Task statement: When you spot the word "necktie" in a line of the data below, copy that line.

Task input:

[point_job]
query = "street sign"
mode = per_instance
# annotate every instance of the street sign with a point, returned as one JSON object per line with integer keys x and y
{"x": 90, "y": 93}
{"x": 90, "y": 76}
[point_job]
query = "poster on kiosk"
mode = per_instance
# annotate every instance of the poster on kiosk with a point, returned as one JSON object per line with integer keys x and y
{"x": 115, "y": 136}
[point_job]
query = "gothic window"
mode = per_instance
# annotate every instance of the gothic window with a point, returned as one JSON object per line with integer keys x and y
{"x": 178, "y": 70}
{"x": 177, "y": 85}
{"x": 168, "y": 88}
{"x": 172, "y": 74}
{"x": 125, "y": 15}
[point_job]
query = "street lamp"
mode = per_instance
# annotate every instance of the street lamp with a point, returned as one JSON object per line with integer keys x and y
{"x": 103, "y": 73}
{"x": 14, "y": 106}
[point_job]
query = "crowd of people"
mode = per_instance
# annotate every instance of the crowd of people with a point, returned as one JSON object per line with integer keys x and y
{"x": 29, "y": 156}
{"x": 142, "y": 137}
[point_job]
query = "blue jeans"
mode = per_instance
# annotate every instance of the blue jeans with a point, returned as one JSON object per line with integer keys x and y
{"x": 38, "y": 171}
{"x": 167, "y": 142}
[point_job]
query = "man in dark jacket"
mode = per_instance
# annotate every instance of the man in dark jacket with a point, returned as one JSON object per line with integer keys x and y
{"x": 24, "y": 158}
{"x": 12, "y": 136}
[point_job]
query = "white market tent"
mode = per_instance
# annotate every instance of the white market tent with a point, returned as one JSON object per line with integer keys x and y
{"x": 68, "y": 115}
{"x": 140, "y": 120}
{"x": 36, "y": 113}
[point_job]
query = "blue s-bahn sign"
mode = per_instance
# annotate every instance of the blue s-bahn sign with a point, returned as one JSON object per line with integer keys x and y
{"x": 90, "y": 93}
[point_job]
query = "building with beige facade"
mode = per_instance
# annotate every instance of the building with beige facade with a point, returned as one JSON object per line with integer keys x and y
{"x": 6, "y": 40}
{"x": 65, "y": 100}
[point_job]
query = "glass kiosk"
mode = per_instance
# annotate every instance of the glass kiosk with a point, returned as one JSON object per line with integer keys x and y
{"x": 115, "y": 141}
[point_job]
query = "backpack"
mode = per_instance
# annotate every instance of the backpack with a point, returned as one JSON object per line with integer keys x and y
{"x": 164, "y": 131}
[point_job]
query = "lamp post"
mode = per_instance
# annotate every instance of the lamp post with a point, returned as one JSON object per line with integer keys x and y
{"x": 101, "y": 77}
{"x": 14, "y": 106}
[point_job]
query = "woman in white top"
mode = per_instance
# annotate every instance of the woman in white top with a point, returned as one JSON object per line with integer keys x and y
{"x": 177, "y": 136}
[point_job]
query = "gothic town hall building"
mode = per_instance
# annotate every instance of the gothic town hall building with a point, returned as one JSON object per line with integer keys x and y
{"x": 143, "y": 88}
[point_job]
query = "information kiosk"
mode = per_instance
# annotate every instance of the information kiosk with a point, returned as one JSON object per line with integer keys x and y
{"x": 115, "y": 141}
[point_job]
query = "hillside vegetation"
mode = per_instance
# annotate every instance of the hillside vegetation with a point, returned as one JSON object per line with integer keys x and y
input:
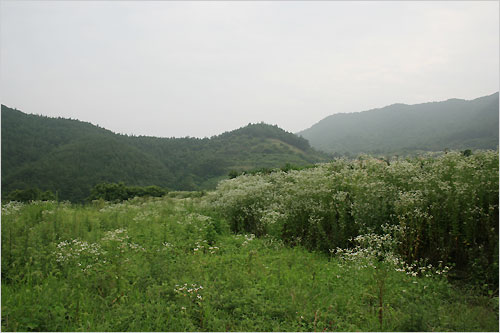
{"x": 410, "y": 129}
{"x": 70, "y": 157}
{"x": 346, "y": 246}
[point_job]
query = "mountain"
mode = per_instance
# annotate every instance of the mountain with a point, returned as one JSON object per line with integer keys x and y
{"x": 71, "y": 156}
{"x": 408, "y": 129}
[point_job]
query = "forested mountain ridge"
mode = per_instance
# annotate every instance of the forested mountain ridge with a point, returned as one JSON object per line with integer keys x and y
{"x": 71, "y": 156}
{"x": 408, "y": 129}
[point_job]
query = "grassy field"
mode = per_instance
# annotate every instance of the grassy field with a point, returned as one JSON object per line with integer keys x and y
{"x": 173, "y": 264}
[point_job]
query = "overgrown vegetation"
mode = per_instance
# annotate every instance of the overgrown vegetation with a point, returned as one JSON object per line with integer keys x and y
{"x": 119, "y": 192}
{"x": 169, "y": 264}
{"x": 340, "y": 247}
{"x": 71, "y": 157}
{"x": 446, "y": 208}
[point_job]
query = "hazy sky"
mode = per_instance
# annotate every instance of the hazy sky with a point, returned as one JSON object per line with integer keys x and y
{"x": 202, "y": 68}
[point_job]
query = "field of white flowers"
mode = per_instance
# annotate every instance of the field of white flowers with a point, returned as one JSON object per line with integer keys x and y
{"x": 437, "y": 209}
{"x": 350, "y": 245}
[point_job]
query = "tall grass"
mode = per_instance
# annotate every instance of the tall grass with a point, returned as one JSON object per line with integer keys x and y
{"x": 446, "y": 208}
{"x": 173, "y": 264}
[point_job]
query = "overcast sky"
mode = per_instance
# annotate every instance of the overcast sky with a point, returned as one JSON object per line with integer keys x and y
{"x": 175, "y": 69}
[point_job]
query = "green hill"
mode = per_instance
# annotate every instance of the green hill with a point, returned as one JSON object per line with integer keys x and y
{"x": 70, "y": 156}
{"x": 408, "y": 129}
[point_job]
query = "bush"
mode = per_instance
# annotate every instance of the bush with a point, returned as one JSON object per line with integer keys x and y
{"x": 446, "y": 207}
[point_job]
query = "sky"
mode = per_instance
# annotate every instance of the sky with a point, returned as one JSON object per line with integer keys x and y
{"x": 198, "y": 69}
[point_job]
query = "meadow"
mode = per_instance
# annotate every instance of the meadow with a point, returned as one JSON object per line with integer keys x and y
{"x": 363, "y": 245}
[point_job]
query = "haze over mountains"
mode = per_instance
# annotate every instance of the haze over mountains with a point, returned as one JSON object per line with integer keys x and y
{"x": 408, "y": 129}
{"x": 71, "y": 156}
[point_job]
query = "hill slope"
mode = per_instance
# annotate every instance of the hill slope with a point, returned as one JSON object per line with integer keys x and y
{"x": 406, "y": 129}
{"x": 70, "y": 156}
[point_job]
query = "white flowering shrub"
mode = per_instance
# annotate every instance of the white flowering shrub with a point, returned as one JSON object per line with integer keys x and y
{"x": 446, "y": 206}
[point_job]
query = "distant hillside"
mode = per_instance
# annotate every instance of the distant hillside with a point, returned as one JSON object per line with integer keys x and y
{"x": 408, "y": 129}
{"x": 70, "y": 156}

--

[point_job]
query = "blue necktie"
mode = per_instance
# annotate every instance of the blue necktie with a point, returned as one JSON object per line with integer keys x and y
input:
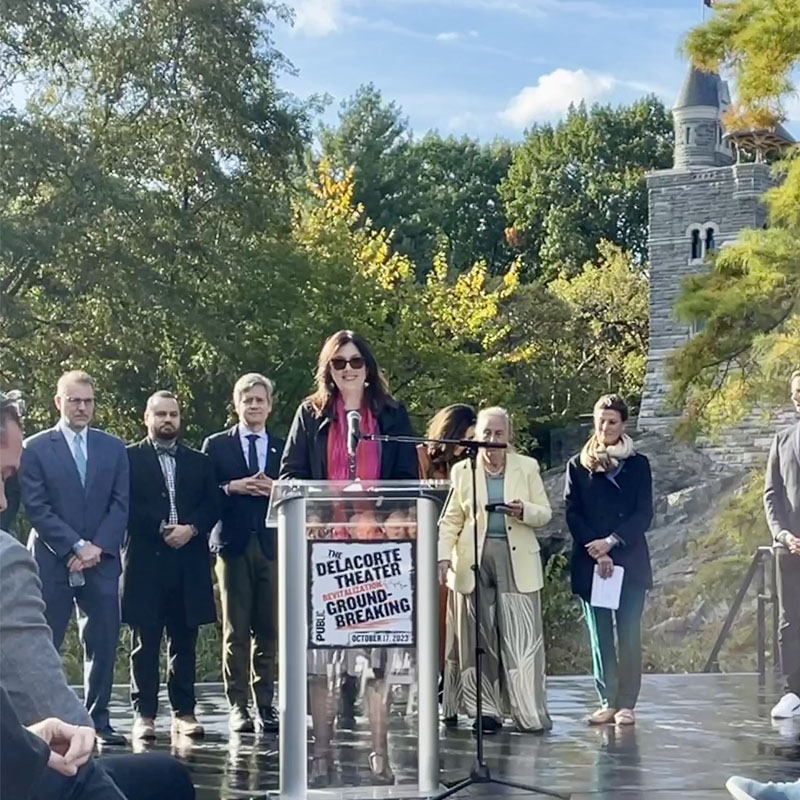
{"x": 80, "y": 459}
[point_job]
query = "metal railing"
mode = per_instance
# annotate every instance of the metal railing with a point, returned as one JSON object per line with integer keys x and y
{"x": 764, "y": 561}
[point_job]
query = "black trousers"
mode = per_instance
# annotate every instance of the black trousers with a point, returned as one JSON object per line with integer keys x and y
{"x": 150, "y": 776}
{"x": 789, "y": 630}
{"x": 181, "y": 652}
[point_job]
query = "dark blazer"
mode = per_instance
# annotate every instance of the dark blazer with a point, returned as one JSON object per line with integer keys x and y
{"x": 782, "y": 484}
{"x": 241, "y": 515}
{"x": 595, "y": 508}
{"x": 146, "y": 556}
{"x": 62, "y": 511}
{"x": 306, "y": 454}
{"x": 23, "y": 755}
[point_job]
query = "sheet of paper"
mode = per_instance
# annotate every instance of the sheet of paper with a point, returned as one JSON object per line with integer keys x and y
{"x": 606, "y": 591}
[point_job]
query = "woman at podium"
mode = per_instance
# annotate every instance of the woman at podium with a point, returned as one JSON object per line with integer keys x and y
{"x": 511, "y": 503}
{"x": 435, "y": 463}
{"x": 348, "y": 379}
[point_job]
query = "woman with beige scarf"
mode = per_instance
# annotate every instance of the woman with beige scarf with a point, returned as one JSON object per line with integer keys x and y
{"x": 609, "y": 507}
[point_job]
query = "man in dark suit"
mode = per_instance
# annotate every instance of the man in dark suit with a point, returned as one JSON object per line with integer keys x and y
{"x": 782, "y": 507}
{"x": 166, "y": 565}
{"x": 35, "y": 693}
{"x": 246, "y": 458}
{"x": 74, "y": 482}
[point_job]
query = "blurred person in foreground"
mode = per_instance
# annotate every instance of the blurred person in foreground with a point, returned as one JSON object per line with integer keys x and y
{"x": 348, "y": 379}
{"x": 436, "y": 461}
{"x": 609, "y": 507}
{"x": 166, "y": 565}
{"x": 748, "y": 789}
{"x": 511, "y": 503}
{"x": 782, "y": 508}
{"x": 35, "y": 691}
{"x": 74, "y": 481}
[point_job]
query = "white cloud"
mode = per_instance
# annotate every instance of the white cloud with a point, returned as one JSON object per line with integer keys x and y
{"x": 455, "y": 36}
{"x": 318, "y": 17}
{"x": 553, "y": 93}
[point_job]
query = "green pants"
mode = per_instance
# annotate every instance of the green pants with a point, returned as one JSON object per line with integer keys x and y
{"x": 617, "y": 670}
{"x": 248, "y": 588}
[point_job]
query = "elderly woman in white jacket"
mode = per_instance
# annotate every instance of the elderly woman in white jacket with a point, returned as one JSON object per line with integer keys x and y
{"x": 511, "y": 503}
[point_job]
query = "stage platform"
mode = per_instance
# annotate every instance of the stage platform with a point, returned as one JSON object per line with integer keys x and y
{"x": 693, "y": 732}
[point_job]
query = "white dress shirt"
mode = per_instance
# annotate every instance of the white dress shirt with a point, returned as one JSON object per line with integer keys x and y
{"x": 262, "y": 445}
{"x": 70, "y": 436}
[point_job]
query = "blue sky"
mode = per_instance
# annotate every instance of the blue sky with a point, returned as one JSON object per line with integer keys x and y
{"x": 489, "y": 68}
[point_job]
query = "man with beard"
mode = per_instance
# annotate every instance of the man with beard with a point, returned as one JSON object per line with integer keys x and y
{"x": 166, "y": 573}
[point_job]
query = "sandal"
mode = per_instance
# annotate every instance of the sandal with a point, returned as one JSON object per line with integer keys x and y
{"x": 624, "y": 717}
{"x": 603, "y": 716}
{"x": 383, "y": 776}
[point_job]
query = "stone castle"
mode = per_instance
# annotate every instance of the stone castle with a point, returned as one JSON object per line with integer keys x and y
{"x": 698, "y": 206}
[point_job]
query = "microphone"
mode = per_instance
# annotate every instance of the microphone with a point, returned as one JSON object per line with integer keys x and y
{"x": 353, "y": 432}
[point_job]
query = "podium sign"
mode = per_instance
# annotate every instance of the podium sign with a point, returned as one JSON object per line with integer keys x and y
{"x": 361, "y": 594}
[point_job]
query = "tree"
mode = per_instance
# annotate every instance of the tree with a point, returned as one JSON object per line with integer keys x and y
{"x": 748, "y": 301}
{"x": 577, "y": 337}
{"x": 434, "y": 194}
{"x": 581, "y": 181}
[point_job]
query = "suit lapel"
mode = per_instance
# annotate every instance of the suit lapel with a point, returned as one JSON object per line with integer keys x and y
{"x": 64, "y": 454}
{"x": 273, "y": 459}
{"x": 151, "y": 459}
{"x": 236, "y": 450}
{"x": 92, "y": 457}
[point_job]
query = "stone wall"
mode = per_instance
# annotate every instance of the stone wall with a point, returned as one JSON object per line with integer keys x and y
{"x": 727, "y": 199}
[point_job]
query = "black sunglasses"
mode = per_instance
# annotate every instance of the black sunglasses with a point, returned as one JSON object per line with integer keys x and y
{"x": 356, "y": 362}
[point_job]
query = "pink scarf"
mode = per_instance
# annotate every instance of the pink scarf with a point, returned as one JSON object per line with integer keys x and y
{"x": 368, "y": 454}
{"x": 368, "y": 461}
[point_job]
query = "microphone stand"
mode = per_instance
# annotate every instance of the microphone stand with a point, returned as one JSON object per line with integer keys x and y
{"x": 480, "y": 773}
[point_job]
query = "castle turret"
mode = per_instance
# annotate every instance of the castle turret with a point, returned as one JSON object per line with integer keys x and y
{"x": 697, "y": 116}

Written solution:
query = "blue necktie"
# annotate every instance of the blue necktie with a point, returned as one JSON object per line with integer keys x and y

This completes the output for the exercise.